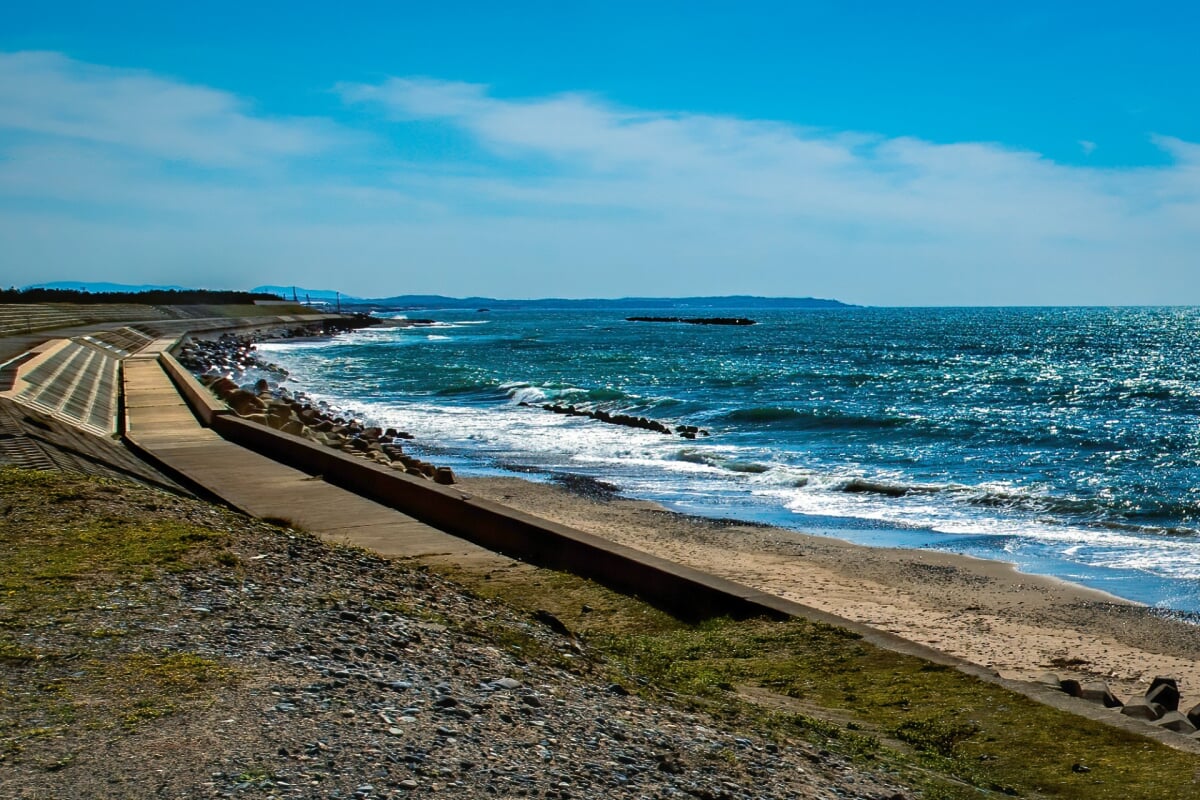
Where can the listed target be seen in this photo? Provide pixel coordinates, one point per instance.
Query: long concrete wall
(683, 590)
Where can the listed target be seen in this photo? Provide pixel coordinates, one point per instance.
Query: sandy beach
(984, 612)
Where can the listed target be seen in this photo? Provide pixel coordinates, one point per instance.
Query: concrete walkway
(160, 423)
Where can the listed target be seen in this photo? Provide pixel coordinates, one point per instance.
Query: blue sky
(876, 152)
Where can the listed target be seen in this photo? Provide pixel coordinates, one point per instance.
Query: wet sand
(984, 612)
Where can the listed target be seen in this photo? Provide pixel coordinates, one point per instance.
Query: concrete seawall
(688, 593)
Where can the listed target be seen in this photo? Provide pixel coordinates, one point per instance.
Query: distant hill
(328, 295)
(433, 302)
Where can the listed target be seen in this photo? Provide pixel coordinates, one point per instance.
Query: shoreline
(982, 611)
(978, 609)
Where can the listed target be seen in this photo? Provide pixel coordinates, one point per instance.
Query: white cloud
(49, 95)
(133, 176)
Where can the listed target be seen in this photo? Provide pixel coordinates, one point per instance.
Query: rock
(1050, 680)
(1097, 691)
(245, 403)
(551, 621)
(1176, 722)
(1164, 693)
(1194, 715)
(1139, 708)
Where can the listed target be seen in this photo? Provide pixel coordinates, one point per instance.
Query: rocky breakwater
(221, 362)
(695, 320)
(641, 422)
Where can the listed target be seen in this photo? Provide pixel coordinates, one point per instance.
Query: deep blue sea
(1066, 440)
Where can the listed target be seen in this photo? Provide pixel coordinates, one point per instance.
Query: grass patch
(951, 734)
(76, 557)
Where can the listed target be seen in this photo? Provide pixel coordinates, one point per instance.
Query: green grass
(77, 561)
(954, 735)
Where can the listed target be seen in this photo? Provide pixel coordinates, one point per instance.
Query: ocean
(1065, 440)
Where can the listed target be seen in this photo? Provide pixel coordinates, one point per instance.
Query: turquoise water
(1066, 440)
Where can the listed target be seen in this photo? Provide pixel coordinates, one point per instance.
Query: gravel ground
(354, 677)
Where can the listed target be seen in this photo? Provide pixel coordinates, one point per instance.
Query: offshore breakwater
(1063, 440)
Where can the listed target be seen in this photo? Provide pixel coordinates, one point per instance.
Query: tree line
(149, 298)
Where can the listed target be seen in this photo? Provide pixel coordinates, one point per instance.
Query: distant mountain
(100, 287)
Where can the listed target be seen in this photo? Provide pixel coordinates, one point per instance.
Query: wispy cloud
(112, 173)
(49, 95)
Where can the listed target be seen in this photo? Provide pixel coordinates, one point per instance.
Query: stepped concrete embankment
(179, 426)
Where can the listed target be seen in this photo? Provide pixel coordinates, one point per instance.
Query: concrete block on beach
(1176, 722)
(1097, 691)
(1139, 708)
(1194, 715)
(1164, 693)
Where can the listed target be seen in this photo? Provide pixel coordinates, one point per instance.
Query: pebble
(330, 715)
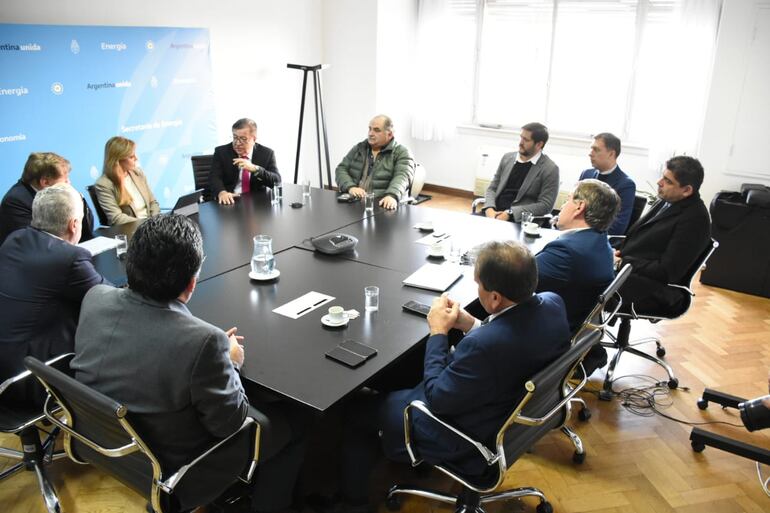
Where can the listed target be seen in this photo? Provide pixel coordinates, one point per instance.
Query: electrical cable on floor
(650, 400)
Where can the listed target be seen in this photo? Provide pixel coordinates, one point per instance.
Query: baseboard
(461, 193)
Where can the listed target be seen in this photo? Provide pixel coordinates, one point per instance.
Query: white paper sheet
(305, 304)
(99, 245)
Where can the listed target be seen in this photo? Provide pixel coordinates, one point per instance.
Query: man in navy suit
(473, 388)
(604, 157)
(527, 180)
(242, 166)
(45, 277)
(40, 171)
(664, 245)
(579, 265)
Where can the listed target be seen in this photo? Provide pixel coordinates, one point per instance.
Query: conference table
(286, 356)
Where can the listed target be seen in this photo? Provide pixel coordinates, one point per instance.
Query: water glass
(277, 193)
(371, 298)
(122, 247)
(262, 260)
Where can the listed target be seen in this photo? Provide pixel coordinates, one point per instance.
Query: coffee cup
(336, 314)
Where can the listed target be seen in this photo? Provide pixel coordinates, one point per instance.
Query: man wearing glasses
(242, 166)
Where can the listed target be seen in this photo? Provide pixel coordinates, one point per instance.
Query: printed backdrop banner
(68, 89)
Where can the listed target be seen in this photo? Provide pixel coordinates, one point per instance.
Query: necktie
(245, 177)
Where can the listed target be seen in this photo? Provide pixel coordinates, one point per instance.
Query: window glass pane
(592, 57)
(513, 66)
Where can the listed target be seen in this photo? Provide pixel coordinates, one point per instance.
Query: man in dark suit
(527, 180)
(579, 265)
(41, 170)
(44, 279)
(604, 158)
(176, 373)
(473, 388)
(663, 245)
(242, 166)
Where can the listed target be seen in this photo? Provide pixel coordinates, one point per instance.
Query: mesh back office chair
(99, 211)
(545, 406)
(201, 169)
(621, 340)
(19, 419)
(99, 431)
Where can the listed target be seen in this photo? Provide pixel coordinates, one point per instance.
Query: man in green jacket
(378, 165)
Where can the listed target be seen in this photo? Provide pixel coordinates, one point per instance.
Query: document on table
(432, 239)
(99, 245)
(438, 277)
(296, 308)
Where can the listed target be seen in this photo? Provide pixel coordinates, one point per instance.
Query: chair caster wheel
(393, 503)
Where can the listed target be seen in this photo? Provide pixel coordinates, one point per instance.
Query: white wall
(251, 42)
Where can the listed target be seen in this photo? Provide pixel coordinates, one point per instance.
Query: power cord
(651, 399)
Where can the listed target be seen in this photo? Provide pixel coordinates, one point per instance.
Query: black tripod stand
(319, 114)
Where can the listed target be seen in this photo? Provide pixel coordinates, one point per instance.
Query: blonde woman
(122, 190)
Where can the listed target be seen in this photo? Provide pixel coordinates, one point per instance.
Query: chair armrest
(488, 455)
(58, 362)
(115, 452)
(169, 484)
(537, 421)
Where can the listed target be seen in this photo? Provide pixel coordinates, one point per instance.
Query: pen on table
(311, 306)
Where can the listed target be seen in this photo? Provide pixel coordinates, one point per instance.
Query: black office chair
(100, 431)
(621, 340)
(99, 211)
(545, 406)
(201, 170)
(21, 419)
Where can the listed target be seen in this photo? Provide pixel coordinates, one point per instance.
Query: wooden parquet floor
(634, 464)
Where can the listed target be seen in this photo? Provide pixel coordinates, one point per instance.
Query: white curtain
(437, 90)
(683, 77)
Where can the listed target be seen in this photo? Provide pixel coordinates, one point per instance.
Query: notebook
(438, 277)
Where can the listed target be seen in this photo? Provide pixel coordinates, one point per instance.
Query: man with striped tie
(242, 166)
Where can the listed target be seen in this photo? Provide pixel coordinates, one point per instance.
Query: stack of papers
(438, 277)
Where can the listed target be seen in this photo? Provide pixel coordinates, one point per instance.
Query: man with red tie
(242, 166)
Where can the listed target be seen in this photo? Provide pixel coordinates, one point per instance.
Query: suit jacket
(169, 368)
(664, 248)
(477, 387)
(538, 192)
(225, 175)
(577, 266)
(626, 189)
(16, 212)
(43, 282)
(107, 194)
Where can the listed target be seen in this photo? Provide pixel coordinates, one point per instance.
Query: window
(585, 66)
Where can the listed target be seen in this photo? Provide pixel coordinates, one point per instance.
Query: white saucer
(326, 321)
(266, 277)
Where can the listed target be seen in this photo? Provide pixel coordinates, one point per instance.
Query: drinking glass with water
(262, 260)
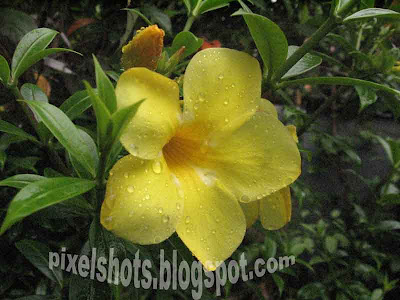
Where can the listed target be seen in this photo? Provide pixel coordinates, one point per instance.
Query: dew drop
(245, 199)
(157, 167)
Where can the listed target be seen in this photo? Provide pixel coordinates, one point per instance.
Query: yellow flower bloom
(144, 50)
(189, 171)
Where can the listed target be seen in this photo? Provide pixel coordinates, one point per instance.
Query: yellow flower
(188, 171)
(144, 50)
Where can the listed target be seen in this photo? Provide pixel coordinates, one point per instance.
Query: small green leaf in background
(4, 70)
(331, 244)
(31, 49)
(270, 40)
(38, 254)
(77, 104)
(19, 181)
(379, 13)
(209, 5)
(40, 194)
(66, 133)
(305, 64)
(12, 129)
(280, 283)
(14, 24)
(187, 39)
(104, 87)
(32, 92)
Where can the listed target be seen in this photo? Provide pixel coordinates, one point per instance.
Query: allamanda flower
(192, 171)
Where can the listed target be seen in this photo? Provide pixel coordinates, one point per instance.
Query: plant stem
(338, 81)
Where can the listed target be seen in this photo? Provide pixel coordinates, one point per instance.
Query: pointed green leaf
(75, 105)
(12, 129)
(368, 13)
(40, 194)
(19, 181)
(38, 254)
(187, 39)
(103, 115)
(4, 70)
(305, 64)
(104, 87)
(269, 38)
(66, 133)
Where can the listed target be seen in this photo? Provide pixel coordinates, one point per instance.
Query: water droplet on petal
(157, 167)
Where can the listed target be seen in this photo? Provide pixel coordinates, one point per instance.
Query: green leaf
(14, 24)
(105, 88)
(4, 70)
(66, 133)
(368, 13)
(31, 44)
(209, 5)
(331, 244)
(187, 39)
(77, 104)
(122, 117)
(41, 194)
(21, 180)
(12, 129)
(269, 38)
(103, 115)
(305, 64)
(280, 283)
(80, 170)
(38, 254)
(32, 92)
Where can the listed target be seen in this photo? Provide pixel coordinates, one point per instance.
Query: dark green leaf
(368, 13)
(4, 70)
(75, 105)
(269, 38)
(280, 283)
(32, 92)
(187, 39)
(105, 88)
(40, 194)
(38, 254)
(103, 115)
(66, 133)
(209, 5)
(14, 24)
(12, 129)
(305, 64)
(19, 181)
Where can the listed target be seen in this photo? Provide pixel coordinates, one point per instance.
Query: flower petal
(213, 224)
(275, 209)
(256, 159)
(157, 117)
(221, 85)
(141, 202)
(251, 211)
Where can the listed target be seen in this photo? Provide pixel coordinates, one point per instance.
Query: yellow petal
(144, 50)
(275, 209)
(292, 130)
(213, 224)
(141, 202)
(157, 118)
(256, 159)
(221, 85)
(268, 107)
(251, 211)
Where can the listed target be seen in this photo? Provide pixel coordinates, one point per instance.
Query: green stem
(338, 81)
(328, 25)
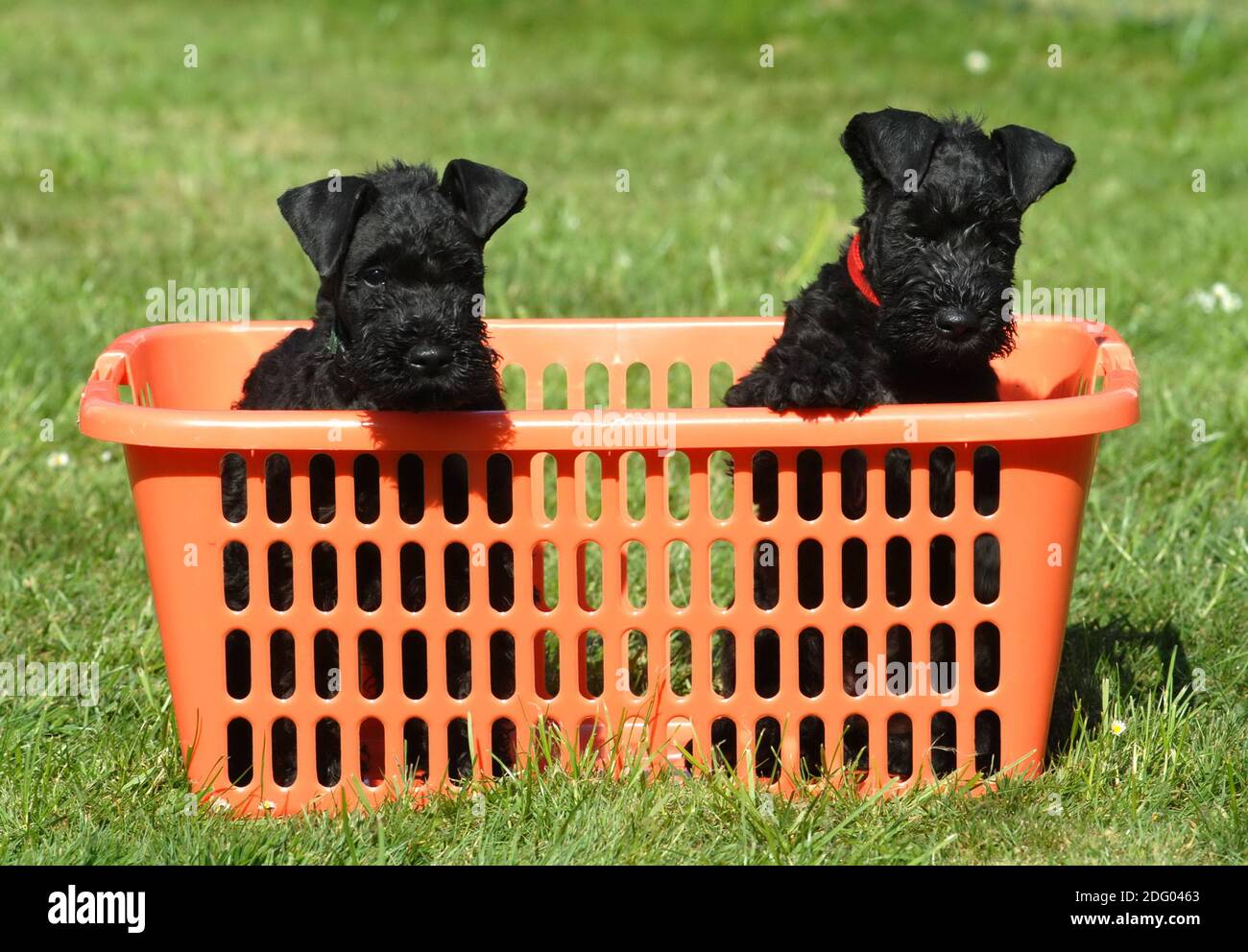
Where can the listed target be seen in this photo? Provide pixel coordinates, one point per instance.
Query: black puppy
(398, 327)
(915, 307)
********************
Count the lines of the records above that contain the word "concrete", and give only that number.

5